**Your assignment:** From the first line to the last, give the listing again exactly.

**Records to use:**
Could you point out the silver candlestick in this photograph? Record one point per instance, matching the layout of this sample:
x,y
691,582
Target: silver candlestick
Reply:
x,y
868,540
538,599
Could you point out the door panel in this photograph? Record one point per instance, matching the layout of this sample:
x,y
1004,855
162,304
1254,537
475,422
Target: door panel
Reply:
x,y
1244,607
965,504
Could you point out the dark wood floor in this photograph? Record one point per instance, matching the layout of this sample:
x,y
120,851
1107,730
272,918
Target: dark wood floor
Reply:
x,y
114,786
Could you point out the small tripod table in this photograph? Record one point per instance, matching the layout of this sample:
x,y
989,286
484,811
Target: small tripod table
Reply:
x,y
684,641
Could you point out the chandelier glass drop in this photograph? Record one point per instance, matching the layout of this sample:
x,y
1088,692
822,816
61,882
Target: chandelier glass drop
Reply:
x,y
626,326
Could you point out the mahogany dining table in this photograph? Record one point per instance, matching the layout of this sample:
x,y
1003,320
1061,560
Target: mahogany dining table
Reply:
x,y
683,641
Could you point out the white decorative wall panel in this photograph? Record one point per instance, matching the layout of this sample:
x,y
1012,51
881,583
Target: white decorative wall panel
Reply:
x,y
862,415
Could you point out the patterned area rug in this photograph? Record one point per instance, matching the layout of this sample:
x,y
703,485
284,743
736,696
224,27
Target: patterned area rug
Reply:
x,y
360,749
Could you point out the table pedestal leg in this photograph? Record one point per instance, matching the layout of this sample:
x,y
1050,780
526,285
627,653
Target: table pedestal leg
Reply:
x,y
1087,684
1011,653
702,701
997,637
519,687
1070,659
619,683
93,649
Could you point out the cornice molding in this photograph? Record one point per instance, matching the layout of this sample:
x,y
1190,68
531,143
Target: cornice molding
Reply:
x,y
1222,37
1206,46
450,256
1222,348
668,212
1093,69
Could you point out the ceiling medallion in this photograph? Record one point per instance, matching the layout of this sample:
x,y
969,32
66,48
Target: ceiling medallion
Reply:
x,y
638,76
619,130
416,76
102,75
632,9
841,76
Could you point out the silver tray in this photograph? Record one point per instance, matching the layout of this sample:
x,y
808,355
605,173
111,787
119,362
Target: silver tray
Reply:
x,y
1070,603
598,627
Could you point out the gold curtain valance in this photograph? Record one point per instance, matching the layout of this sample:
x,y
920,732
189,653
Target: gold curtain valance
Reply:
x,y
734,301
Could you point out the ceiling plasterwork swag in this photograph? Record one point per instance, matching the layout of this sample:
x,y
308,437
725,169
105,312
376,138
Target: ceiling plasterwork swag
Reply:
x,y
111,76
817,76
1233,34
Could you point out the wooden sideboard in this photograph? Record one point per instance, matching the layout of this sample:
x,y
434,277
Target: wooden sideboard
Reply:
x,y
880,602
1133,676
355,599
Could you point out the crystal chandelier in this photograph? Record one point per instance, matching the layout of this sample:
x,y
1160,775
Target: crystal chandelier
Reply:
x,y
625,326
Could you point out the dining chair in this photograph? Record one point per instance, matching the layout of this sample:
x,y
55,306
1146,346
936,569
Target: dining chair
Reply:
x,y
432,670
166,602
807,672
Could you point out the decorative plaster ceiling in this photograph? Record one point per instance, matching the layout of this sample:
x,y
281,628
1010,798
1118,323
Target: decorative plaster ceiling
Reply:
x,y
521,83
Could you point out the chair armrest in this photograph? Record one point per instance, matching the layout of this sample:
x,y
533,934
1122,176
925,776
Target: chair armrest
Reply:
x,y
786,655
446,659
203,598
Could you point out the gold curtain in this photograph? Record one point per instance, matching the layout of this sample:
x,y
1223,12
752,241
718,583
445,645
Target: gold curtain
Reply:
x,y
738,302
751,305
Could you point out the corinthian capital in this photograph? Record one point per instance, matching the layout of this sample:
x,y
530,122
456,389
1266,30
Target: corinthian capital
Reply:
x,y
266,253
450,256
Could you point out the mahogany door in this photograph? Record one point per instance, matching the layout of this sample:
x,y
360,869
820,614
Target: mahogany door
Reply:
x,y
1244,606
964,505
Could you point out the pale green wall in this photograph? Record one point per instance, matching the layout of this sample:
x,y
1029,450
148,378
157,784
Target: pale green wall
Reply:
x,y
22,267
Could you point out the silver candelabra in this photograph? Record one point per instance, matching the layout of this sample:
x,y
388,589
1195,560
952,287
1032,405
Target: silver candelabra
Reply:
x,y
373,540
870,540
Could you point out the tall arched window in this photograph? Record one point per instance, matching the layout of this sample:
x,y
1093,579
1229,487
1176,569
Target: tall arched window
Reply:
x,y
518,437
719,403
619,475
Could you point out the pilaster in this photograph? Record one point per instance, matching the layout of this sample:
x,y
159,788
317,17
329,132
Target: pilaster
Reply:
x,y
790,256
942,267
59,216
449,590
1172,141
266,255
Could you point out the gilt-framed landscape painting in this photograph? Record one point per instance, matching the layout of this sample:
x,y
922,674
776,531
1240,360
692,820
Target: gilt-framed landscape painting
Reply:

**Response box:**
Could you point out the silver candlestick in this photograph? Record one point per instance, matching the layout of this sample:
x,y
691,582
Target: silver candlestick
Reply:
x,y
868,540
538,599
Could you point out the door panel in this photograph? Record one point per instance, matching the layout of this sample:
x,y
1004,855
162,304
1254,537
475,422
Target: door panel
Reply:
x,y
1244,607
965,504
Could you point out the dark wood floor in this photograph? Record one point per instance, matching the layout of this sample:
x,y
120,851
1107,730
272,918
Target: dark wood floor
Reply:
x,y
114,786
Could you point out the small tripod table in this photograph? Record one point per instance, matching the layout of this sample:
x,y
989,286
484,811
Target: small tripod table
Reply:
x,y
684,641
Could you point out the chandelier glass drop in this photograph? Record one point per instance, matching the layout of this sample:
x,y
1088,692
822,816
61,882
Target: chandelier glass drop
Reply:
x,y
626,326
Could you point out the mahogany dining table in this photograph? Record one point per instance, matching the layout of this sample:
x,y
1003,320
1061,560
Target: mahogany dining table
Reply:
x,y
683,641
Could you point out the white decorative wall panel in this photograph? Record one point per instance, matching the layout of this sample:
x,y
1012,51
881,583
Target: white decorative wall panel
Reply:
x,y
862,415
Could you point out the patterned area rug in this photograph? Record one point per instance, matching the layout of this sample:
x,y
703,485
284,743
736,696
224,27
Target: patterned area rug
Reply:
x,y
360,749
Could you point out the table pedestal leg in this photograph? Record one point per instance, matching the layout of this sample:
x,y
1050,780
526,285
627,653
Target: table pedestal leg
Reply:
x,y
1087,684
1011,653
702,701
997,637
519,687
1070,659
619,683
93,649
Could you point out the cornice molding in this photograph? Record one point per instance, matching the layout of this sample:
x,y
1190,68
531,143
Target: cornice molding
Reply:
x,y
1222,37
1206,46
450,256
1222,348
668,212
1093,69
Could you point out the ceiling medallion in this photograph? Record one point per instance, matching the layout of this sample:
x,y
969,32
66,48
Target: ceiling medallion
Reply:
x,y
638,76
619,130
416,76
102,75
632,9
841,76
Could you point out the silver tray in this photograph? Record one point per instance, matching the layout of this sample:
x,y
808,355
605,173
111,787
119,362
Target: silver tray
Reply:
x,y
1070,603
598,627
Could you point out the gold curtain valance in this photograph? Record one point per instance, matching the layout of this sample:
x,y
920,732
189,653
Target: gold curtain valance
Reply:
x,y
734,301
Could you point out the ceiling plasterwork swag in this photograph? Record one point per instance, matching the layout of this sample:
x,y
308,437
725,169
105,312
376,138
Target: ceiling plasterwork swag
Reply:
x,y
111,76
817,76
1233,34
Could you point out the wooden sideboard in this photograph? Record one point per instance, matching the layout of this sample:
x,y
434,277
Target: wooden sideboard
Reply:
x,y
880,602
1133,676
355,599
Could you point out the crystal chandelier in this photograph? Record one point per instance, matching the layout of this sample:
x,y
1160,775
Target: crystal chandelier
Reply:
x,y
625,326
Could you point out the dining chair in this photograph? Record one point per instance, matching the layout of this sample:
x,y
55,306
1146,346
936,569
Target: dining chair
Reply:
x,y
432,670
166,602
807,672
Could you point out the decorative plaster ceiling in this photograph? Record one point per instance, matching the layout of this sample:
x,y
281,628
1010,798
1118,323
Target: decorative plaster ceiling
Reply:
x,y
521,83
Could you point out the chair armrest in this photograph? Record one point per instance, matching the layout of this sample:
x,y
533,934
1122,176
925,776
Target: chair armrest
Reply:
x,y
786,655
446,659
203,598
Could you point out the gold curtain in this photograph? Record one point per instance, matching the layout of this sample:
x,y
1223,12
752,241
718,583
445,645
Target: gold curtain
Reply:
x,y
738,302
751,305
Could you point out the corinthian capital in this photograph? Record one point per instance, matching the layout of this sample:
x,y
530,122
456,389
1266,30
Target: corinthian capital
Reply:
x,y
266,253
450,256
Could you point out the mahogany door in this photograph? Record one point per instance, matching the layout of this sample:
x,y
360,869
820,614
Target: mahogany door
Reply:
x,y
1244,606
964,505
Could you point out the pale green wall in this photograph? Record one point per instance, matching the layout of this sample:
x,y
1029,450
148,378
157,784
Target: pale green wall
Reply:
x,y
22,267
Could you point out the silver candelabra in this photograph? Record one point per instance, matching the layout of this sample:
x,y
388,589
1195,560
952,287
1032,405
Target: silver candelabra
Reply:
x,y
373,540
870,540
Could you point out the tall arched window in this photograph? Record one point per instance, matching the layout of this sample:
x,y
1093,579
1229,487
1176,569
Target: tall arched window
Reply:
x,y
518,437
719,403
619,475
Could you point out the pilaster in this photograph? Record one point per instance, matching the layout of this sample:
x,y
159,788
317,17
329,132
Target: pilaster
Reply:
x,y
790,256
942,267
59,216
449,590
1172,141
266,255
Could you point out the gilt-framed landscape painting in this photograph? Record one point per instance, matching the layout of this sample:
x,y
922,674
776,531
1240,360
692,820
Target: gilt-framed landscape painting
Reply:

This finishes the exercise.